[DATA TO PROCESS Boundary: Start]
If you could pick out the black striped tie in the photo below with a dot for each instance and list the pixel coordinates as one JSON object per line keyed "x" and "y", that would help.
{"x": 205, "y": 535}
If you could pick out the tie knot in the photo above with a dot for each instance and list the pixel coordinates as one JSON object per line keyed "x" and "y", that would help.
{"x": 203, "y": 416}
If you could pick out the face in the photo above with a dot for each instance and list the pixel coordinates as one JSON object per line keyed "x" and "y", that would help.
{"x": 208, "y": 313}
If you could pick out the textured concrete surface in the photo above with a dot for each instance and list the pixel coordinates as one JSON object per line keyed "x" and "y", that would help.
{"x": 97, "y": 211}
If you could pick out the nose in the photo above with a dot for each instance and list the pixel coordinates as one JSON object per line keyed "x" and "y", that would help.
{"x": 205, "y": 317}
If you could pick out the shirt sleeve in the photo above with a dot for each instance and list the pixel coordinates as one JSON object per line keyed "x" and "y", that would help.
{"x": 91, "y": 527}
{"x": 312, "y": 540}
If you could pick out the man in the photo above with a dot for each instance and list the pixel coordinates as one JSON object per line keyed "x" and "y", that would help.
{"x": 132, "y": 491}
[DATA TO PROCESS Boundary: End]
### PROBLEM REQUIREMENTS:
All lines from the records above should be copied exactly.

### SOLUTION TO THIS PROBLEM:
If you could pick out the black striped tie in the photo below with a dot for each instance and list the pixel coordinates as one JSON object per line keyed "x" and "y", that would help.
{"x": 205, "y": 535}
If you could pick out the tie knot in the photo above with a dot for each instance and list the pixel coordinates as one JSON object per line keyed "x" and "y", that would help.
{"x": 203, "y": 416}
If you could pick out the face in the photo above with a dot for each instance and list the pixel coordinates as one JSON object per line keyed "x" and "y", that would help.
{"x": 208, "y": 313}
If you could pick out the textured concrete surface in the photo above with a dot for each instance and list the pixel coordinates as one JSON object per line keyed "x" and "y", that would help.
{"x": 97, "y": 211}
If you could pick out the nose in the photo above with a dot for each instance and list the pixel coordinates as one JSON object per line keyed "x" and "y", that would help.
{"x": 205, "y": 317}
If you could pick out the shirt sleeve in the photo above with a dot for each instance and list the pixel coordinates as one JSON object per line keyed "x" and "y", that would help.
{"x": 91, "y": 527}
{"x": 312, "y": 540}
If you could pick out the man in the photo above with a dot for each instance and list the pixel coordinates as one JSON object per line keyed "x" and "y", that would help.
{"x": 132, "y": 491}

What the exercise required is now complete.